• **What you are asked to do**
Gather every line in the items below that contains the word "query", and copy each of those lines in full.

********

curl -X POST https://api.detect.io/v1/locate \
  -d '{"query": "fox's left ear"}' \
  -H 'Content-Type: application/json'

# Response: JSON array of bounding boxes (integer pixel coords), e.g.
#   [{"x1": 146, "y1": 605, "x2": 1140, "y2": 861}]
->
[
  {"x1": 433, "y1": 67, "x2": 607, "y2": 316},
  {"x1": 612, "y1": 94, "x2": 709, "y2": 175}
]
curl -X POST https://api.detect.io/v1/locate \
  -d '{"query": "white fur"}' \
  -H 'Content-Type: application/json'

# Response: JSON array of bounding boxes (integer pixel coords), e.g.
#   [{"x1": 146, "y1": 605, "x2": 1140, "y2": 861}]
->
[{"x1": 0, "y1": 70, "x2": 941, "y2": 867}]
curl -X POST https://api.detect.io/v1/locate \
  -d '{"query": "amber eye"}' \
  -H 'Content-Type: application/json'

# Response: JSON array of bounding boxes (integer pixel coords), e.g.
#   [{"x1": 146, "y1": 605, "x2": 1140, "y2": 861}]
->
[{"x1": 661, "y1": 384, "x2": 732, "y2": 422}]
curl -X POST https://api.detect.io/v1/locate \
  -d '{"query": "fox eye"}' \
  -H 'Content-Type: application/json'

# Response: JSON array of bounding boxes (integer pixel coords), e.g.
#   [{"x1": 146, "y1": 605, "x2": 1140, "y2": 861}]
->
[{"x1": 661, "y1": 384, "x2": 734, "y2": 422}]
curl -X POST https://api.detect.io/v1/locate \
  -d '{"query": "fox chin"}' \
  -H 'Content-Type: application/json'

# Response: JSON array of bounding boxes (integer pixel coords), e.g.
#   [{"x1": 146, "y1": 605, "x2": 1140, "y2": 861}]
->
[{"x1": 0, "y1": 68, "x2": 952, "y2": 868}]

********

• **The completed task**
  -d '{"query": "fox's left ear"}' \
  -d '{"query": "white fur"}' \
  -d '{"query": "amber eye"}' \
  -d '{"query": "fox eye"}' \
  -d '{"query": "fox chin"}' \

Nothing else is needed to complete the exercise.